BRANO DELL'ESERCIZIO
L’American Museum of Natural History di New York dismetterà la sua collezione di circa 12.000 ossa umane dopo essere stato accusato di razzismo per averle sottratte dalle tombe di indigeni e neri.
Secondo un documento ufficiale acquisito dal New York Times, il museo ritirerà almeno una decina di reperti attualmente in mostra per poter indagare sulle loro origini e sulla loro identità.
“Le collezioni di resti umani sono state rese possibili da estremi squilibri di potere”, ha dichiarato il presidente Sean M. Decatur in una lettera inviata questa settimana al suo staff. “Inoltre, molti ricercatori del XIX e del XX secolo hanno utilizzato queste collezioni per portare avanti programmi scientifici profondamente sbagliati e radicati nella supremazia bianca, ossia l’identificazione di differenze fisiche che potessero rafforzare i modelli di gerarchia razziale”.
Il celebre museo, ubicato nell’Upper West Side di Manhattan, può contare su una delle principali collezioni globali di ossa e altri manufatti, tra cui uno scheletro completamente restaurato di un guerriero mongolo del 1000 d.C. e un grembiule tibetano fatto di ossa umane del XIX secolo.
A far scoppiare la polemica sono però gli scheletri prelevati dai cimiteri di località vicine – spesso appartenenti ad afroamericani o altre minoranze. Il New York Times fa l’esempio di una collezione costituita dalle ossa di cinque adulti neri trafugate nel 1903 da un cimitero di schiavi di Manhattan dedicato agli schiavi. Oppure la “collezione medica” di circa 400 persone malate e in gran parte povere di New York, morte negli anni ’40 e consegnate alle scuole di medicina prima di essere trasferite (forse illegalmente) al museo.
Ma c’è anche – e soprattutto – la maxi-collezione con i resti di 2.200 nativi americani, che il museo si è impegnato a restituire ai loro legittimi discendenti tre decenni fa, in base al Native-American Graves Protection and Repatriation Act. Da allora, tuttavia, ne sono stati rispediti appena un migliaio.
La nuova politica del museo prevede che i resti siano adeguatamente curati all’interno dell’istituzione fino all’approvazione della loro restituzione.
“Nessuno degli oggetti esposti è così essenziale per gli obiettivi e la narrazione della mostra da controbilanciare i dilemmi etici presentati dal fatto che i resti umani sono in alcuni casi esposti accanto e sullo stesso piano degli oggetti”, ha dichiarato Decatur nella sua lettera. “Si tratta di antenati e, in alcuni casi, di vittime di tragedie violente o di rappresentanti di gruppi che sono stati abusati e sfruttati, e l’atto dell’esposizione pubblica estende questo sfruttamento”.

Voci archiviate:
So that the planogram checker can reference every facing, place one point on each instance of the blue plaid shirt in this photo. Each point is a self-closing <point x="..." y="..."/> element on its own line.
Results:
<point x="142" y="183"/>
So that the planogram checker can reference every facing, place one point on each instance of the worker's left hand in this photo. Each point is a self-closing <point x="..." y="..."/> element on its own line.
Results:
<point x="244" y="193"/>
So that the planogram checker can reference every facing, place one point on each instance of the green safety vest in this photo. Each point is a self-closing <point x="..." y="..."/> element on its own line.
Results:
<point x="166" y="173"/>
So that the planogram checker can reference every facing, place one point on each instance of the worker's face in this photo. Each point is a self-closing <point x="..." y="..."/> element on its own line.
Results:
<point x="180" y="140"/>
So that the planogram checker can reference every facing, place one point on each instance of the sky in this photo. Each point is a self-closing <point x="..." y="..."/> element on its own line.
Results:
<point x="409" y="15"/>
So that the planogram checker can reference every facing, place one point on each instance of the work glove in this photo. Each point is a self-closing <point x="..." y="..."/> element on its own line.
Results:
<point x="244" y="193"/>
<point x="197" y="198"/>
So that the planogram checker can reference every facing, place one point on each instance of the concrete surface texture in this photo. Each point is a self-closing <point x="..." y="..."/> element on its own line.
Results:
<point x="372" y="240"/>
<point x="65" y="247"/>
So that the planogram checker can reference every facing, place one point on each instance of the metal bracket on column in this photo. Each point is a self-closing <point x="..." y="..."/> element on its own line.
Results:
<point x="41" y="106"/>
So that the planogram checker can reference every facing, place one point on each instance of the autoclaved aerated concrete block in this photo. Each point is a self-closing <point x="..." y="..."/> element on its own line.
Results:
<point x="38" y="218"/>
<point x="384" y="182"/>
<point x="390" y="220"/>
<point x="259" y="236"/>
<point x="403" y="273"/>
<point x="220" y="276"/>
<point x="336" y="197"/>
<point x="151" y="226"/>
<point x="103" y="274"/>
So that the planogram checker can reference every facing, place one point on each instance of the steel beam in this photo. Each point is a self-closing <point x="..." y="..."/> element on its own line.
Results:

COSA FARE
Trascrivi il passo dell'articolo sulla collezione di ossa umane da "Ma c’è anche" fino a "della loro restituzione.", sostituendo "tre decenni fa" con "trent’anni fa".

RISULTATO
Ma c’è anche – e soprattutto – la maxi-collezione con i resti di 2.200 nativi americani, che il museo si è impegnato a restituire ai loro legittimi discendenti trent’anni fa, in base al Native-American Graves Protection and Repatriation Act. Da allora, tuttavia, ne sono stati rispediti appena un migliaio.
La nuova politica del museo prevede che i resti siano adeguatamente curati all’interno dell’istituzione fino all’approvazione della loro restituzione.